### Exercise description
Express the lines below as a JSON list of strings, one string per line, skipping blank lines. Leave the picture out.

Image annotation data
··········

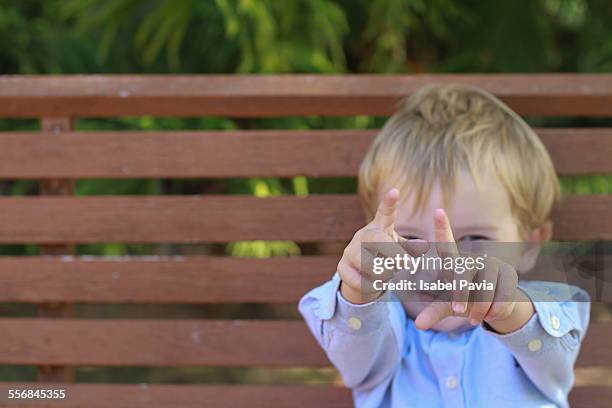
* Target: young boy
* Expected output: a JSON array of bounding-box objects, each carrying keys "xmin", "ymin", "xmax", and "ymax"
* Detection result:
[{"xmin": 299, "ymin": 85, "xmax": 589, "ymax": 407}]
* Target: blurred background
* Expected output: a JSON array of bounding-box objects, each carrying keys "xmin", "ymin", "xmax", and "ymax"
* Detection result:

··········

### Solution for this task
[
  "* Target: young boy",
  "* Expected output: a JSON array of bounding-box objects, each carrying keys \"xmin\", \"ymin\", \"xmax\", and \"ymax\"",
  "* Detection result:",
  "[{\"xmin\": 299, \"ymin\": 85, \"xmax\": 589, \"ymax\": 407}]",
  "* Target: blurred background",
  "* Expected output: a JSON array of bounding-box objects, each carrying keys \"xmin\", \"ymin\", \"xmax\", and \"ymax\"",
  "* Detection result:"
]